-- START Excerpt provided --

Set in the 24th century, the series follows the adventures of the Starfleet crew of the Federation starship Enterprise-D. In this episode, the almost-omnipotent entity known as "Q" (John de Lancie) arrives on the Enterprise and decides that Captain Jean-Luc Picard (Patrick Stewart) is ignorant and overconfident. Q then sends the ship across the galaxy where the crew make first contact with the cybernetically enhanced assimilating race known as the Borg. After first trying to make peace and then trying to destroy the ship, and failing at both, Picard is forced to beg for Q's help.

Costume designs were created by Dorinda Wood, while Michael Westmore developed the prosthetics worn on the actor's heads. The designs were reminiscent of creations of H. R. Giger and the character Lord Dread from the television series Captain Power and the Soldiers of the Future. The episode went over budget and nearly required additional filming time. "Q Who" was watched by 10.3 million viewers. The critical reception has been positive, with the episode described as the first "great episode" of the series.[1] It was nominated for three Emmy Awards, winning two.

-- END Excerpt provided --
-- START Extracted data --

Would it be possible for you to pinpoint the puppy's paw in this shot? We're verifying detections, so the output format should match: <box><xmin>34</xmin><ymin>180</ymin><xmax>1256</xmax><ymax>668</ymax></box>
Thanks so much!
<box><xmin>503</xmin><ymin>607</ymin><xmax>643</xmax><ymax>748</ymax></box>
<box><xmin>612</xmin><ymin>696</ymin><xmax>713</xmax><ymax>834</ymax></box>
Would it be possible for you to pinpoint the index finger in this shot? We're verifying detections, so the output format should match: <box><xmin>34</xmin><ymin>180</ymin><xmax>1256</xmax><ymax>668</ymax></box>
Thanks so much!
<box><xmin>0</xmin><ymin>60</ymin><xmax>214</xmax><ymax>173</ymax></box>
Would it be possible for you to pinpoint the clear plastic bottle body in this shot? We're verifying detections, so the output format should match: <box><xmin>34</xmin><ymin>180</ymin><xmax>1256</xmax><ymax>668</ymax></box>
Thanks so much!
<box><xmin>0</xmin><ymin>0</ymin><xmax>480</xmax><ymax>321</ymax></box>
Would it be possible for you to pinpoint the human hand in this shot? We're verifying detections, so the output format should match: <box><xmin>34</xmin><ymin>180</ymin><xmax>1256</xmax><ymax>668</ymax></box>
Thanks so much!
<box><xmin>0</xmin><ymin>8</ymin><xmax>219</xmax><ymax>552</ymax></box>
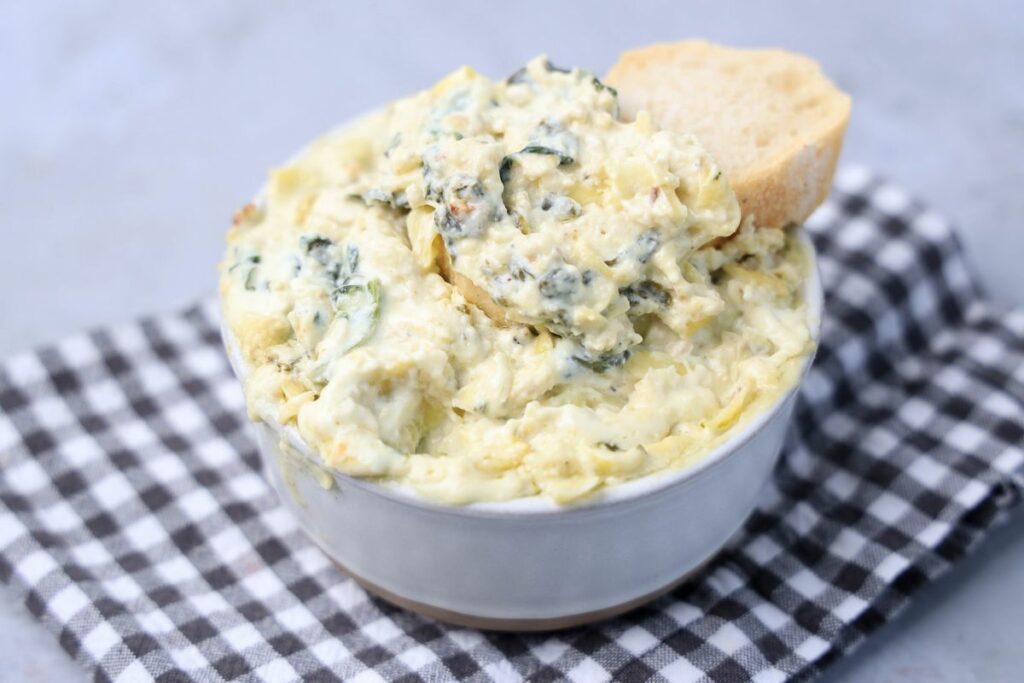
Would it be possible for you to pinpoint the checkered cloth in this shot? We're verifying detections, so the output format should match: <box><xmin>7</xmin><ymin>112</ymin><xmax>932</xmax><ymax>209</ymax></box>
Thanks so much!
<box><xmin>0</xmin><ymin>169</ymin><xmax>1024</xmax><ymax>682</ymax></box>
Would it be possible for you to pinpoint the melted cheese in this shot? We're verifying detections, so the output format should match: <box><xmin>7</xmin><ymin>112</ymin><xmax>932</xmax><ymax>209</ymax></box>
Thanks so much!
<box><xmin>221</xmin><ymin>57</ymin><xmax>812</xmax><ymax>504</ymax></box>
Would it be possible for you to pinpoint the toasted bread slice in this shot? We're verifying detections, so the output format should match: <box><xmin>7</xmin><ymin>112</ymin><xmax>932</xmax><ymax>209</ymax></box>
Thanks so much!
<box><xmin>605</xmin><ymin>41</ymin><xmax>850</xmax><ymax>227</ymax></box>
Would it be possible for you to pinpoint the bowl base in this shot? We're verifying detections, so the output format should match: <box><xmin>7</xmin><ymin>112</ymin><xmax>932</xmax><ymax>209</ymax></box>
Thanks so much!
<box><xmin>335</xmin><ymin>561</ymin><xmax>707</xmax><ymax>632</ymax></box>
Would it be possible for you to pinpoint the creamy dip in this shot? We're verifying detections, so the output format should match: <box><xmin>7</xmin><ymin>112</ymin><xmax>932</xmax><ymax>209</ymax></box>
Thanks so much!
<box><xmin>221</xmin><ymin>57</ymin><xmax>812</xmax><ymax>504</ymax></box>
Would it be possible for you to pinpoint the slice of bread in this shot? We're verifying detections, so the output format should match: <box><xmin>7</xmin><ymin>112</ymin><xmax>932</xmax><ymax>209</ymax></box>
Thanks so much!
<box><xmin>605</xmin><ymin>41</ymin><xmax>850</xmax><ymax>227</ymax></box>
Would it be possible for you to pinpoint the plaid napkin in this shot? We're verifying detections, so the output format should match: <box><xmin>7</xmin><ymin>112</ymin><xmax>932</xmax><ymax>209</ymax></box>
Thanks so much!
<box><xmin>0</xmin><ymin>169</ymin><xmax>1024</xmax><ymax>682</ymax></box>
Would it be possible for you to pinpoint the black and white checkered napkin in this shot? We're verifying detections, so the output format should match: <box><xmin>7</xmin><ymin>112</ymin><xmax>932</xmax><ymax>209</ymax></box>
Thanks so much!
<box><xmin>0</xmin><ymin>169</ymin><xmax>1024</xmax><ymax>682</ymax></box>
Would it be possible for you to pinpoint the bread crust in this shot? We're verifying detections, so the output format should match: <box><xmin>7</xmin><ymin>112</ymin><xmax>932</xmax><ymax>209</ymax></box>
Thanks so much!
<box><xmin>605</xmin><ymin>41</ymin><xmax>851</xmax><ymax>227</ymax></box>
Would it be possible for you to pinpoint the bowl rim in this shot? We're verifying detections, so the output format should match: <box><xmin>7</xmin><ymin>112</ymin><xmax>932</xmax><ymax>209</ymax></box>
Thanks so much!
<box><xmin>217</xmin><ymin>225</ymin><xmax>824</xmax><ymax>518</ymax></box>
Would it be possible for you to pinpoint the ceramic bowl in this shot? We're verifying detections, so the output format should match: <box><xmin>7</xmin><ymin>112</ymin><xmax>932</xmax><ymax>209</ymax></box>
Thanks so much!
<box><xmin>224</xmin><ymin>228</ymin><xmax>822</xmax><ymax>631</ymax></box>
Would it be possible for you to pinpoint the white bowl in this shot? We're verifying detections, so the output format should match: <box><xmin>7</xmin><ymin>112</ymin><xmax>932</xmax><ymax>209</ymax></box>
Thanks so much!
<box><xmin>224</xmin><ymin>228</ymin><xmax>822</xmax><ymax>631</ymax></box>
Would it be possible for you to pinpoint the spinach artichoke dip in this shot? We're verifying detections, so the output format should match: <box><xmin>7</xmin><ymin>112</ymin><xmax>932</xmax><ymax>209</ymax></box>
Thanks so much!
<box><xmin>221</xmin><ymin>56</ymin><xmax>812</xmax><ymax>504</ymax></box>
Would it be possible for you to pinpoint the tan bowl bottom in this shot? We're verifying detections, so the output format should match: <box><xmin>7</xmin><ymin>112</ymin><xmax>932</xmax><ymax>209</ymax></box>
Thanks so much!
<box><xmin>335</xmin><ymin>562</ymin><xmax>707</xmax><ymax>632</ymax></box>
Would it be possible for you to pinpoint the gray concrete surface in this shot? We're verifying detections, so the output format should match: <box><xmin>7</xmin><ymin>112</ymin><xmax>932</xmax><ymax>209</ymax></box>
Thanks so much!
<box><xmin>0</xmin><ymin>0</ymin><xmax>1024</xmax><ymax>682</ymax></box>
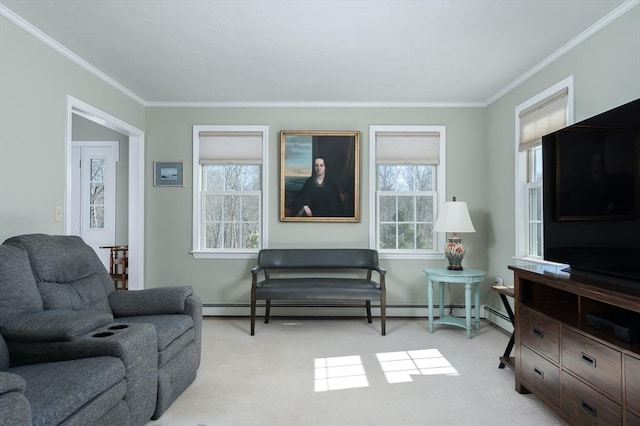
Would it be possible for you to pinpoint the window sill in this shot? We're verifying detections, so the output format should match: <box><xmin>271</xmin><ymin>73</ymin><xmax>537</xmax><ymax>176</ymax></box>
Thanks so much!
<box><xmin>190</xmin><ymin>250</ymin><xmax>258</xmax><ymax>259</ymax></box>
<box><xmin>378</xmin><ymin>251</ymin><xmax>444</xmax><ymax>260</ymax></box>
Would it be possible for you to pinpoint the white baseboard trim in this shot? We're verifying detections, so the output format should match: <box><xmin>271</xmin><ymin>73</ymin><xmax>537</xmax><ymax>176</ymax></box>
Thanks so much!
<box><xmin>202</xmin><ymin>303</ymin><xmax>485</xmax><ymax>319</ymax></box>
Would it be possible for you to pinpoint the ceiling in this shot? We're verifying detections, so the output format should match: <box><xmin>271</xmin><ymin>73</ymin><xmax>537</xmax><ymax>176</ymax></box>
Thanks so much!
<box><xmin>0</xmin><ymin>0</ymin><xmax>638</xmax><ymax>105</ymax></box>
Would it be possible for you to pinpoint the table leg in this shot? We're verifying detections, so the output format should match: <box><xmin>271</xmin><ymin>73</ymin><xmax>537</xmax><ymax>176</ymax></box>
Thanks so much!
<box><xmin>464</xmin><ymin>282</ymin><xmax>471</xmax><ymax>339</ymax></box>
<box><xmin>427</xmin><ymin>279</ymin><xmax>433</xmax><ymax>333</ymax></box>
<box><xmin>474</xmin><ymin>284</ymin><xmax>480</xmax><ymax>330</ymax></box>
<box><xmin>498</xmin><ymin>293</ymin><xmax>515</xmax><ymax>368</ymax></box>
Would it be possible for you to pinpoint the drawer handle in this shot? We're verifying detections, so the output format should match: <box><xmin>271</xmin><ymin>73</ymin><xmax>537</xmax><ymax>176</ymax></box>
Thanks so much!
<box><xmin>580</xmin><ymin>352</ymin><xmax>596</xmax><ymax>368</ymax></box>
<box><xmin>533</xmin><ymin>367</ymin><xmax>544</xmax><ymax>379</ymax></box>
<box><xmin>580</xmin><ymin>401</ymin><xmax>598</xmax><ymax>417</ymax></box>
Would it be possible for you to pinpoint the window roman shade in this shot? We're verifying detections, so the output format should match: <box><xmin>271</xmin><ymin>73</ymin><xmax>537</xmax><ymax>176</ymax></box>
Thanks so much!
<box><xmin>519</xmin><ymin>88</ymin><xmax>569</xmax><ymax>151</ymax></box>
<box><xmin>376</xmin><ymin>132</ymin><xmax>440</xmax><ymax>164</ymax></box>
<box><xmin>199</xmin><ymin>132</ymin><xmax>262</xmax><ymax>164</ymax></box>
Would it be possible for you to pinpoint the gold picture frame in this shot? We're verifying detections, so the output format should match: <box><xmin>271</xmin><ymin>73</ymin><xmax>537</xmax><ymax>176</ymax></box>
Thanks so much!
<box><xmin>280</xmin><ymin>130</ymin><xmax>360</xmax><ymax>222</ymax></box>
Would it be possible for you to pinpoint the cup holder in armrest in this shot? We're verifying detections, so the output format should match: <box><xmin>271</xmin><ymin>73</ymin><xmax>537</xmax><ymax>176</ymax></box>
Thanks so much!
<box><xmin>109</xmin><ymin>324</ymin><xmax>129</xmax><ymax>330</ymax></box>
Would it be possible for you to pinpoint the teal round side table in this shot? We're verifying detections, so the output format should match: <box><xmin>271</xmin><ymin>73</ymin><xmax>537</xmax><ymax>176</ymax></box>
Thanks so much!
<box><xmin>424</xmin><ymin>267</ymin><xmax>486</xmax><ymax>339</ymax></box>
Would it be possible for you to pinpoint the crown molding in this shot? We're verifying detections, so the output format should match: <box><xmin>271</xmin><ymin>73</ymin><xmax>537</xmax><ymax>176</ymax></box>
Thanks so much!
<box><xmin>485</xmin><ymin>0</ymin><xmax>640</xmax><ymax>106</ymax></box>
<box><xmin>0</xmin><ymin>4</ymin><xmax>146</xmax><ymax>105</ymax></box>
<box><xmin>0</xmin><ymin>0</ymin><xmax>640</xmax><ymax>108</ymax></box>
<box><xmin>146</xmin><ymin>101</ymin><xmax>486</xmax><ymax>108</ymax></box>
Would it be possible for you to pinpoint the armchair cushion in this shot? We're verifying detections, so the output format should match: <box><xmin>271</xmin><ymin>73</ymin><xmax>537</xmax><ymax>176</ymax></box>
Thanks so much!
<box><xmin>109</xmin><ymin>286</ymin><xmax>193</xmax><ymax>318</ymax></box>
<box><xmin>38</xmin><ymin>274</ymin><xmax>110</xmax><ymax>311</ymax></box>
<box><xmin>4</xmin><ymin>234</ymin><xmax>114</xmax><ymax>310</ymax></box>
<box><xmin>0</xmin><ymin>310</ymin><xmax>113</xmax><ymax>342</ymax></box>
<box><xmin>0</xmin><ymin>245</ymin><xmax>42</xmax><ymax>324</ymax></box>
<box><xmin>0</xmin><ymin>371</ymin><xmax>31</xmax><ymax>425</ymax></box>
<box><xmin>0</xmin><ymin>371</ymin><xmax>27</xmax><ymax>396</ymax></box>
<box><xmin>11</xmin><ymin>356</ymin><xmax>127</xmax><ymax>425</ymax></box>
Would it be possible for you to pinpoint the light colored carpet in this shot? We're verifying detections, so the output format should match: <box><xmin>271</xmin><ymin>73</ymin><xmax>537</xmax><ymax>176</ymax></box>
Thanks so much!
<box><xmin>148</xmin><ymin>317</ymin><xmax>564</xmax><ymax>426</ymax></box>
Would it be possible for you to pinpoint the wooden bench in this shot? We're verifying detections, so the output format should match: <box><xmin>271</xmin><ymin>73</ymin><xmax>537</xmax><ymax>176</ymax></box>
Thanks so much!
<box><xmin>251</xmin><ymin>249</ymin><xmax>386</xmax><ymax>336</ymax></box>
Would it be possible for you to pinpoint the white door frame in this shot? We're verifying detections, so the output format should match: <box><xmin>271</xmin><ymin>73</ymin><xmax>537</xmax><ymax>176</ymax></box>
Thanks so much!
<box><xmin>67</xmin><ymin>141</ymin><xmax>120</xmax><ymax>269</ymax></box>
<box><xmin>64</xmin><ymin>95</ymin><xmax>144</xmax><ymax>290</ymax></box>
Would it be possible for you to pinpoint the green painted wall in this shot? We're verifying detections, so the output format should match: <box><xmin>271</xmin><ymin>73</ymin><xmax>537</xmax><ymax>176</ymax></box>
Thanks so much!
<box><xmin>0</xmin><ymin>7</ymin><xmax>640</xmax><ymax>315</ymax></box>
<box><xmin>145</xmin><ymin>108</ymin><xmax>489</xmax><ymax>315</ymax></box>
<box><xmin>486</xmin><ymin>6</ymin><xmax>640</xmax><ymax>306</ymax></box>
<box><xmin>71</xmin><ymin>114</ymin><xmax>129</xmax><ymax>245</ymax></box>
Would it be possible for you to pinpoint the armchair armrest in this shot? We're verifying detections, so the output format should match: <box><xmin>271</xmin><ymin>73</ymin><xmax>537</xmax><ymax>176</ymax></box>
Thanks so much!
<box><xmin>6</xmin><ymin>323</ymin><xmax>158</xmax><ymax>425</ymax></box>
<box><xmin>0</xmin><ymin>371</ymin><xmax>27</xmax><ymax>394</ymax></box>
<box><xmin>109</xmin><ymin>286</ymin><xmax>193</xmax><ymax>317</ymax></box>
<box><xmin>0</xmin><ymin>371</ymin><xmax>31</xmax><ymax>425</ymax></box>
<box><xmin>0</xmin><ymin>309</ymin><xmax>113</xmax><ymax>342</ymax></box>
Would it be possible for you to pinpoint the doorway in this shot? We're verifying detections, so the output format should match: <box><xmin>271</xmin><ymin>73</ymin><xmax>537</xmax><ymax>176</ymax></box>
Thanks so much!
<box><xmin>69</xmin><ymin>141</ymin><xmax>119</xmax><ymax>269</ymax></box>
<box><xmin>65</xmin><ymin>95</ymin><xmax>144</xmax><ymax>290</ymax></box>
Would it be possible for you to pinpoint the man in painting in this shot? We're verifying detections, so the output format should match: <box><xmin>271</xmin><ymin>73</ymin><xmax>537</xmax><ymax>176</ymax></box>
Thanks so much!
<box><xmin>292</xmin><ymin>157</ymin><xmax>344</xmax><ymax>217</ymax></box>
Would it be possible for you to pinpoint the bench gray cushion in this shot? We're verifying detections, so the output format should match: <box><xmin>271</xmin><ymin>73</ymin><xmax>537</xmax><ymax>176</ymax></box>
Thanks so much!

-- END Extracted data --

Given request 1 =>
Based on the text about the episode "Q Who," does each statement agree with it? Answer yes or no for each and quote the deciding words. (a) Dorinda Wood created the prosthetics. (b) "Q Who" was watched by 10.3 million viewers. (c) The episode won all three Emmy Awards for which it was nominated.
Given request 2 =>
From the text about the episode "Q Who," copy the passage from "Costume designs were" to "Awards, winning two.".
Given request 3 =>
Rewrite the paragraph of the text about the episode "Q Who" that begins "Costume designs were created" as a short list, keeping its main facts.

Final answer 1 =>
(a) No: "Costume designs were created by Dorinda Wood, while Michael Westmore developed the prosthetics"
(b) Yes: ""Q Who" was watched by 10.3 million viewers."
(c) No: "It was nominated for three Emmy Awards, winning two."

Final answer 2 =>
Costume designs were created by Dorinda Wood, while Michael Westmore developed the prosthetics worn on the actor's heads. The designs were reminiscent of creations of H. R. Giger and the character Lord Dread from the television series Captain Power and the Soldiers of the Future. The episode went over budget and nearly required additional filming time. "Q Who" was watched by 10.3 million viewers. The critical reception has been positive, with the episode described as the first "great episode" of the series.[1] It was nominated for three Emmy Awards, winning two.

Final answer 3 =>
- Costume designs: Dorinda Wood
- Prosthetics: Michael Westmore
- The designs recalled the creations of H. R. Giger and Lord Dread from Captain Power and the Soldiers of the Future.
- The episode went over budget and nearly needed additional filming time.
- Viewership: 10.3 million
- Critical reception: positive, and the episode was called the series' first "great episode."
- Emmy Awards: three nominations, two wins